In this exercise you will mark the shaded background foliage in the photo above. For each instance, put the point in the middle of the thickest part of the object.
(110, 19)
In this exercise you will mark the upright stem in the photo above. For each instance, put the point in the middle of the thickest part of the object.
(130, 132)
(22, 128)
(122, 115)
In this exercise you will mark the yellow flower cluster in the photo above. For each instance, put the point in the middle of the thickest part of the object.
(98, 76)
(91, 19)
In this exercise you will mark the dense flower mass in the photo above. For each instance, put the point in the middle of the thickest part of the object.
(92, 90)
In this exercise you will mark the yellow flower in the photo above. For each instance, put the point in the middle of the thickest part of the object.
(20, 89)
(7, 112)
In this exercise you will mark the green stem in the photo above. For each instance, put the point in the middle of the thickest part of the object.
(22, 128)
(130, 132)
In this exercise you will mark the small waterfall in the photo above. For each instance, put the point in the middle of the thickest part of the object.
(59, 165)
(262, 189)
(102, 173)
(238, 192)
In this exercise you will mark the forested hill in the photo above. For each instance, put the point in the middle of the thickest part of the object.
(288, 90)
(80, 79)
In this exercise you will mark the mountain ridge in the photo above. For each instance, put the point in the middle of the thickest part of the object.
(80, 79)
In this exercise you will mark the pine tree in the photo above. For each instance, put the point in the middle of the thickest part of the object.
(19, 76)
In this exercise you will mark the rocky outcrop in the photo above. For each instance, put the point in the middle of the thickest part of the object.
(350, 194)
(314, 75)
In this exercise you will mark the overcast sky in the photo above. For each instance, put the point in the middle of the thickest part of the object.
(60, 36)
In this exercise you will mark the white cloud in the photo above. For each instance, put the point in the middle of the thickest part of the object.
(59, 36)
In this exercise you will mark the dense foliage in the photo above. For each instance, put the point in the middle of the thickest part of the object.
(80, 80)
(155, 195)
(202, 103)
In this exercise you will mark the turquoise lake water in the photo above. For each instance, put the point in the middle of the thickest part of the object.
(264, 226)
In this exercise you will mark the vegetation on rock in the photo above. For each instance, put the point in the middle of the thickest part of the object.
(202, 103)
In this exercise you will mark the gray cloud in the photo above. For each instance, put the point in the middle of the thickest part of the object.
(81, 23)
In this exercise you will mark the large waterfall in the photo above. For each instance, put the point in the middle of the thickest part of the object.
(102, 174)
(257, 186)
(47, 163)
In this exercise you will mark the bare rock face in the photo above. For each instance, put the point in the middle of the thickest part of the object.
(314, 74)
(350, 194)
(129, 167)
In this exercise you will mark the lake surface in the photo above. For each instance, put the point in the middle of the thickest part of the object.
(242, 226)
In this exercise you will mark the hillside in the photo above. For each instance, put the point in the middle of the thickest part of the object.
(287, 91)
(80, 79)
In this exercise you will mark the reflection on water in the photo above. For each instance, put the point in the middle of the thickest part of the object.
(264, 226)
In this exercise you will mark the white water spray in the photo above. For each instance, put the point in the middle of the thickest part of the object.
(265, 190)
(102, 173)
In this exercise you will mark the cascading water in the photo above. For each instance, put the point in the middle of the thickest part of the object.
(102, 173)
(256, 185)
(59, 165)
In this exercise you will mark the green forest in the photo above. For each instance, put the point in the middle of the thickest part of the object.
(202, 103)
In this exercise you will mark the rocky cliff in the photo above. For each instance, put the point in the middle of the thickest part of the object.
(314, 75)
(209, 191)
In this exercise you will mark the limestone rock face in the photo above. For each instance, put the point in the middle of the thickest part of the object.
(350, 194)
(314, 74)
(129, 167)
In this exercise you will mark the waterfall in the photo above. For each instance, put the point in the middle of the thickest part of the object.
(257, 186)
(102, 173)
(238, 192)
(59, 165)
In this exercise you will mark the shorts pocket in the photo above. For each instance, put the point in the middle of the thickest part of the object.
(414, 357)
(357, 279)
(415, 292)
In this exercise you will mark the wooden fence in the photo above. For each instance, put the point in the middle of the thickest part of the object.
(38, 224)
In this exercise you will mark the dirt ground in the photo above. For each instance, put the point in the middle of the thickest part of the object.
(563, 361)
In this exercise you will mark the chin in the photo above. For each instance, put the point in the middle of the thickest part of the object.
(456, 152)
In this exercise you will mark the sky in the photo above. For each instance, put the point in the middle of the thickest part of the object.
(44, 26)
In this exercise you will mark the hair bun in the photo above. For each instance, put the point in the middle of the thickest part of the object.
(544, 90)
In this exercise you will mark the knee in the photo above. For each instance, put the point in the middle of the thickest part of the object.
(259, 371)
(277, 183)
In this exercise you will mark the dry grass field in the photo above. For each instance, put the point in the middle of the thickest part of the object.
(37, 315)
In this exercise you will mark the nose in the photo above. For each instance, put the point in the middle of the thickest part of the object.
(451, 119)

=-=-=-=-=

• Written problem: Print the entries exactly. Include every one.

• The response:
In this exercise you will mark the shaded background foliage in the photo above. For each instance, put the point in the middle of the thickest part of the object.
(110, 19)
In this exercise you will mark the upright stem in the photo above. For each instance, put the point in the middle of the thickest part of the object.
(130, 132)
(22, 128)
(122, 115)
In this exercise you will mark the yellow flower cluster in the photo above. For each instance, put the point in the middle of the thickest part of the object.
(98, 76)
(91, 19)
In this exercise you will mark the dense flower mass in the photo above. For each instance, put the point in the middle of the thickest part of the object.
(92, 90)
In this exercise you will mark the yellow flower in the photo above. For each instance, put the point in the middle of the thickest part of the object.
(20, 89)
(7, 112)
In this exercise you will mark the green stem in the photo above. For each instance, put the point in the middle of the thickest part of the object.
(22, 128)
(130, 132)
In this exercise you will mark the small waterfall in the photo above. For each instance, put the point in the middle of the thickest part of the object.
(59, 165)
(262, 189)
(102, 173)
(238, 192)
In this exercise you will mark the forested hill in the photo above. For each instance, put the point in the middle of the thickest part of the object.
(288, 90)
(80, 79)
In this exercise you will mark the mountain ridge in the photo above. For each instance, put the point in the middle of the thickest part of the object.
(80, 79)
In this exercise you will mark the pine tree in the photo above. For each instance, put the point in the middle of the thickest part of the object.
(19, 76)
In this exercise you will mark the rocky outcrop in the photo above. For each instance, put the point in the middle of the thickest part of the object.
(350, 194)
(314, 75)
In this exercise you will mark the overcast sky in the photo above. For each instance, put the point in the middle of the thickest part of the object.
(60, 36)
In this exercise you will mark the white cloud in the photo above. For each instance, put the point in the middle of the thickest part of the object.
(59, 36)
In this exercise you will mark the dense foliage in the photo above. For each instance, put the point in the middle of the thickest part of the object.
(80, 80)
(155, 195)
(202, 103)
In this exercise you will mark the turquoise lake water in the photo above. For each instance, put the point in the middle of the thickest part of the object.
(264, 226)
In this exercise you will mark the vegetation on rock in the photo above. For each instance, put the point in the middle of the thickest part of the object.
(202, 103)
In this exercise you will mark the gray cloud in the photo above. For each instance, put the point in the middle of the thickest part of the object.
(81, 23)
In this exercise you will mark the large waterfall in the photo above. For each instance, put the point in the middle of the thickest part of the object.
(102, 174)
(257, 186)
(47, 163)
In this exercise you will mark the bare rock face in the photo above. For each instance, put the point in the middle of the thickest part of the object.
(314, 74)
(350, 194)
(129, 167)
In this exercise you will mark the lake surface in the photo above. For each instance, put the point in the middle of the thickest part of the object.
(242, 226)
In this exercise you will mark the hillside in the photo above. For each instance, put the point in the middle of the thickest part of the object.
(287, 91)
(80, 79)
In this exercise you will mark the reflection on water in the photo above. For each instance, put the point in the middle of the thickest part of the object.
(264, 226)
In this exercise you will mark the white water spray in the photo above. For each instance, put the point in the middle of the thickest part of the object.
(265, 190)
(102, 173)
In this exercise you will mark the cascading water in the photo above. For each instance, put the point in the middle of the thickest part of the object.
(102, 173)
(256, 185)
(59, 165)
In this exercise you will mark the green forest in the photo above. For each instance, put the point in the middle of the thickest part of the object.
(202, 103)
In this exercise you will mark the rocky cliff in the photo above. For each instance, put the point in the middle of the thickest part of the object.
(314, 75)
(209, 191)
In this exercise you will mark the limestone rock face in the photo above. For each instance, put the point in the middle of the thickest part of the object.
(350, 194)
(314, 74)
(129, 167)
In this exercise you will mark the waterfall in the photo above. For each instance, put the point in the middle of the thickest part of the object.
(257, 186)
(102, 173)
(238, 192)
(59, 165)
In this exercise you will mark the shorts pocket in the photo above. For each instance, put the point in the middle of the thickest part of the object.
(414, 357)
(357, 279)
(415, 292)
In this exercise you will mark the wooden fence in the photo above. For each instance, put the point in the middle of the thickest part of the object.
(38, 224)
In this exercise you will mark the dirt ground in the photo above. For each instance, put the point in the middle of the thickest part of the object.
(563, 361)
In this exercise you will mark the chin in the photo above. For each instance, put the point in the middle of the thickest part of the object.
(456, 152)
In this exercise you will mark the sky in the photo above. For each instance, put the point in the middle of the thickest part of the object.
(44, 26)
In this exercise you will mark the hair bun in the photo above. For each instance, put the point in the middle of the thickest part of the object.
(544, 90)
In this exercise you will mark the knee in the photo above. For each instance, put the point in the middle of the thickest part of the object.
(259, 371)
(277, 183)
In this exercise you will mark the dry grass field in the photo above. For each instance, put the point in the middle of the thickest part of the object.
(37, 315)
In this exercise you will mark the nose in the photo above. For each instance, put the point in the middle of the thickest part of the object.
(451, 119)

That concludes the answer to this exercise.